DATA FOR THIS TASK Start Marker
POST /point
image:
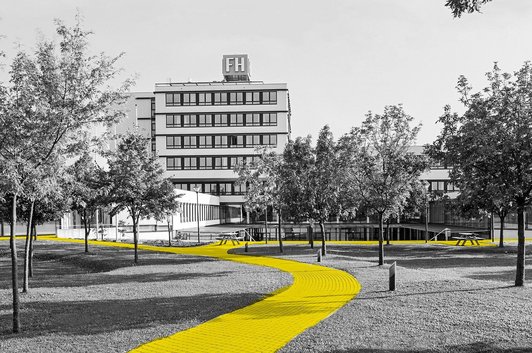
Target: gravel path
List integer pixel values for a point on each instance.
(449, 299)
(99, 302)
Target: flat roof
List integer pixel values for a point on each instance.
(211, 83)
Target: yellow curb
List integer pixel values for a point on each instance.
(267, 325)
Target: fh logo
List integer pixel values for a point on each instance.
(235, 64)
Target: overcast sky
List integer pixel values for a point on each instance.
(339, 58)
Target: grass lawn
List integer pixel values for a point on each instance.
(448, 299)
(99, 302)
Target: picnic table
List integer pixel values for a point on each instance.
(224, 237)
(465, 237)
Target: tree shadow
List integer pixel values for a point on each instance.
(104, 316)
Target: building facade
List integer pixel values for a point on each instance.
(202, 130)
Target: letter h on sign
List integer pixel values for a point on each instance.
(237, 63)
DATA FOR THIS TASK End Marker
REQUIREMENT → Return every entry word for word, minus the pictures.

ANSWER →
POST /point
image:
Target: gravel path
List integer pixel values for a point on each instance.
(449, 299)
(99, 302)
Target: flat roof
List integer pixel values for a point on each instance.
(211, 83)
Target: yellow curb
List integer pixel values for a point on each instance.
(267, 325)
Target: fh logo
List integer pixel values for a point on each instance.
(235, 64)
Target: overcast sky
List integer pixel values for a point on each instance.
(339, 58)
Target: grass lawn
List integer pixel values for a point on each instance.
(448, 299)
(99, 302)
Target: picnic table
List integer pixel values for a point on each instance.
(224, 237)
(465, 237)
Target: tree shadow
List integer pixel values for a point on each instance.
(104, 316)
Target: building facade
List integer pixel values for a point on each instance.
(202, 130)
Target: letter h on sign
List integer pixel values for a point on each instance.
(237, 63)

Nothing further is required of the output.